SELECTED PASSAGE -
# What piranha should I get?



## baby_dragon (Mar 12, 2003)

I watched a few videos on piranha feeding. I'm seriously considering dropping my arowana idea and going for piranha in my 150 gallon instead, regardless that I absolutely love arowana. I love piranha aswell. I can make an excellent home for any type of piranha that will fit in there. I would rather a school of more than 10 in there though.. What type would you recommend? I don't know if I'm into the redbellies as much as a more vicious type. I want mean ones. Any suggestions?


----------



## Croz (Jan 29, 2003)

well in a 150 i wouldn't say you could have a school of anything more than 10 for life. you might pull it off with reds for life but i would still say no. go with a school of cariba or Piraya. i like my reds they are fun but i am looking to expand my collection soon.


----------



## Mr. Hannibal (Feb 21, 2003)

Get 6 or 7 Cariba, you won't be dissapointed!


----------



## Sir Nathan XXI (Jan 29, 2003)

MATERIAL -
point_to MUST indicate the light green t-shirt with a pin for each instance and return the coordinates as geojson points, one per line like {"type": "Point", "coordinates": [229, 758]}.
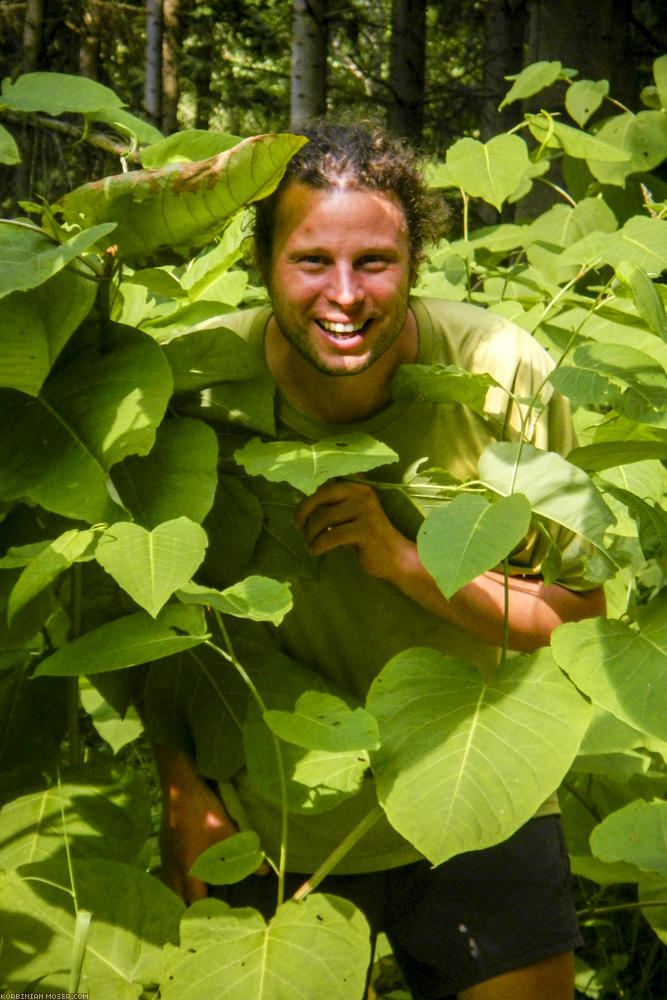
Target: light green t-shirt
{"type": "Point", "coordinates": [346, 625]}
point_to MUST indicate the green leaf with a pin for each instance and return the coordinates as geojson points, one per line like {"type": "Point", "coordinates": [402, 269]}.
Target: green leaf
{"type": "Point", "coordinates": [9, 151]}
{"type": "Point", "coordinates": [308, 466]}
{"type": "Point", "coordinates": [116, 730]}
{"type": "Point", "coordinates": [58, 556]}
{"type": "Point", "coordinates": [584, 97]}
{"type": "Point", "coordinates": [177, 478]}
{"type": "Point", "coordinates": [229, 861]}
{"type": "Point", "coordinates": [257, 597]}
{"type": "Point", "coordinates": [187, 146]}
{"type": "Point", "coordinates": [645, 295]}
{"type": "Point", "coordinates": [643, 137]}
{"type": "Point", "coordinates": [133, 915]}
{"type": "Point", "coordinates": [660, 77]}
{"type": "Point", "coordinates": [28, 257]}
{"type": "Point", "coordinates": [152, 565]}
{"type": "Point", "coordinates": [478, 536]}
{"type": "Point", "coordinates": [621, 668]}
{"type": "Point", "coordinates": [574, 142]}
{"type": "Point", "coordinates": [595, 457]}
{"type": "Point", "coordinates": [102, 809]}
{"type": "Point", "coordinates": [56, 93]}
{"type": "Point", "coordinates": [531, 80]}
{"type": "Point", "coordinates": [442, 384]}
{"type": "Point", "coordinates": [126, 642]}
{"type": "Point", "coordinates": [181, 205]}
{"type": "Point", "coordinates": [321, 721]}
{"type": "Point", "coordinates": [555, 488]}
{"type": "Point", "coordinates": [102, 403]}
{"type": "Point", "coordinates": [463, 764]}
{"type": "Point", "coordinates": [36, 325]}
{"type": "Point", "coordinates": [318, 948]}
{"type": "Point", "coordinates": [637, 833]}
{"type": "Point", "coordinates": [491, 170]}
{"type": "Point", "coordinates": [615, 375]}
{"type": "Point", "coordinates": [203, 357]}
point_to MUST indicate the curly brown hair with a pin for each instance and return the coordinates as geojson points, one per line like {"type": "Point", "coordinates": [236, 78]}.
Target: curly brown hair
{"type": "Point", "coordinates": [355, 156]}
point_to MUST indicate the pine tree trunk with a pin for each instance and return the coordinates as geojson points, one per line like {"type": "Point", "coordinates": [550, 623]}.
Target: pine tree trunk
{"type": "Point", "coordinates": [32, 35]}
{"type": "Point", "coordinates": [309, 61]}
{"type": "Point", "coordinates": [89, 51]}
{"type": "Point", "coordinates": [171, 47]}
{"type": "Point", "coordinates": [153, 77]}
{"type": "Point", "coordinates": [407, 68]}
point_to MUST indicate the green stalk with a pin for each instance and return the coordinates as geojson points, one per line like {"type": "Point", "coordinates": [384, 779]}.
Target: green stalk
{"type": "Point", "coordinates": [338, 853]}
{"type": "Point", "coordinates": [238, 666]}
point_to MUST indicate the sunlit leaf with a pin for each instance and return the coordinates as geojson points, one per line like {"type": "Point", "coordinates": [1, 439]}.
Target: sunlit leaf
{"type": "Point", "coordinates": [152, 565]}
{"type": "Point", "coordinates": [321, 721]}
{"type": "Point", "coordinates": [637, 833]}
{"type": "Point", "coordinates": [126, 642]}
{"type": "Point", "coordinates": [229, 861]}
{"type": "Point", "coordinates": [469, 536]}
{"type": "Point", "coordinates": [181, 205]}
{"type": "Point", "coordinates": [584, 97]}
{"type": "Point", "coordinates": [620, 667]}
{"type": "Point", "coordinates": [491, 170]}
{"type": "Point", "coordinates": [318, 948]}
{"type": "Point", "coordinates": [463, 764]}
{"type": "Point", "coordinates": [531, 80]}
{"type": "Point", "coordinates": [308, 466]}
{"type": "Point", "coordinates": [258, 598]}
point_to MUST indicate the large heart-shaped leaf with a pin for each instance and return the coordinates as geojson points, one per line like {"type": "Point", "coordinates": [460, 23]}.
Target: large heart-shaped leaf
{"type": "Point", "coordinates": [177, 478]}
{"type": "Point", "coordinates": [555, 488]}
{"type": "Point", "coordinates": [491, 170]}
{"type": "Point", "coordinates": [181, 205]}
{"type": "Point", "coordinates": [36, 325]}
{"type": "Point", "coordinates": [29, 257]}
{"type": "Point", "coordinates": [463, 764]}
{"type": "Point", "coordinates": [316, 949]}
{"type": "Point", "coordinates": [133, 915]}
{"type": "Point", "coordinates": [623, 669]}
{"type": "Point", "coordinates": [127, 642]}
{"type": "Point", "coordinates": [637, 834]}
{"type": "Point", "coordinates": [151, 565]}
{"type": "Point", "coordinates": [307, 466]}
{"type": "Point", "coordinates": [469, 536]}
{"type": "Point", "coordinates": [103, 402]}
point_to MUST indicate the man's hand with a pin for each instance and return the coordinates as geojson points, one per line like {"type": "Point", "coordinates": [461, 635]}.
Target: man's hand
{"type": "Point", "coordinates": [349, 513]}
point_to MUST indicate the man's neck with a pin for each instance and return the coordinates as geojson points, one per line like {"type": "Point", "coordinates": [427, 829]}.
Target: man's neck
{"type": "Point", "coordinates": [337, 398]}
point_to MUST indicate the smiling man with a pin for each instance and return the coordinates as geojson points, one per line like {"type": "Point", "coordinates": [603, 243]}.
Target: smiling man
{"type": "Point", "coordinates": [338, 244]}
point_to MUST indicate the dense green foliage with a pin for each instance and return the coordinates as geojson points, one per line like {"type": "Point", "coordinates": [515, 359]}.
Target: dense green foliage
{"type": "Point", "coordinates": [113, 306]}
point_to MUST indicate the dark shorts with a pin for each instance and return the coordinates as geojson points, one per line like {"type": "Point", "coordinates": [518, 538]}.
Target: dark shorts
{"type": "Point", "coordinates": [474, 917]}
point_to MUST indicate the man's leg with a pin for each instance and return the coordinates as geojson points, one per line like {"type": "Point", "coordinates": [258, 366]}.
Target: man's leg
{"type": "Point", "coordinates": [552, 978]}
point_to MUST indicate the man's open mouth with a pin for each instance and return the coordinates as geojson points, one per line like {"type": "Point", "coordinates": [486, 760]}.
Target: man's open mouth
{"type": "Point", "coordinates": [342, 329]}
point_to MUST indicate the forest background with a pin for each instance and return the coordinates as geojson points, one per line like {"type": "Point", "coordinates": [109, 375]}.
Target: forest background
{"type": "Point", "coordinates": [434, 73]}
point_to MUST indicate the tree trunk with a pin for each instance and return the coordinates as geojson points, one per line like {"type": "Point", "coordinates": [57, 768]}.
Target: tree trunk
{"type": "Point", "coordinates": [32, 35]}
{"type": "Point", "coordinates": [153, 78]}
{"type": "Point", "coordinates": [89, 52]}
{"type": "Point", "coordinates": [505, 28]}
{"type": "Point", "coordinates": [309, 61]}
{"type": "Point", "coordinates": [171, 48]}
{"type": "Point", "coordinates": [407, 68]}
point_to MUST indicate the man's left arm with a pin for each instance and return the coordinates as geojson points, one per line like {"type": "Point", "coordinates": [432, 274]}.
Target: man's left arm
{"type": "Point", "coordinates": [344, 513]}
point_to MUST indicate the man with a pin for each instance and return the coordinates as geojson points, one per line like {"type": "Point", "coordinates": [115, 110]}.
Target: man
{"type": "Point", "coordinates": [338, 245]}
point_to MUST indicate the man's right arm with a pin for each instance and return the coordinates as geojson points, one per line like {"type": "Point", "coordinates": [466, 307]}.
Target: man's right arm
{"type": "Point", "coordinates": [193, 818]}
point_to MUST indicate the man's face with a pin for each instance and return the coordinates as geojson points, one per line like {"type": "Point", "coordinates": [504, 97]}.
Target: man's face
{"type": "Point", "coordinates": [339, 275]}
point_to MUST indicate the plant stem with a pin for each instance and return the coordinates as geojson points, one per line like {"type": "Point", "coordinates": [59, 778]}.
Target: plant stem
{"type": "Point", "coordinates": [338, 853]}
{"type": "Point", "coordinates": [238, 666]}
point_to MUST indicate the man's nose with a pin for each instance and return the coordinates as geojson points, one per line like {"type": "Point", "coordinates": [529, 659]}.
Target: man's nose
{"type": "Point", "coordinates": [344, 285]}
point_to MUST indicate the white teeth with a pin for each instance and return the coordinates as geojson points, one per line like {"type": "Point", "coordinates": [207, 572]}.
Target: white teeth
{"type": "Point", "coordinates": [344, 328]}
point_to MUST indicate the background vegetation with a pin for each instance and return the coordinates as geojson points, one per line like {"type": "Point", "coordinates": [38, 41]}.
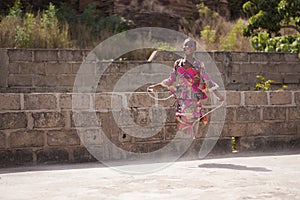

GOAL OF THE EXERCISE -
Answer these from the piranha thread:
1. What size tank, in gallons, does baby_dragon plan to use for the piranha?
2. Which two kinds of piranha does Croz suggest keeping a school of?
3. How many Cariba does Mr. Hannibal recommend getting?

SOLUTION FOR THIS EXERCISE -
1. 150 gallons.
2. Cariba or Piraya.
3. 6 or 7.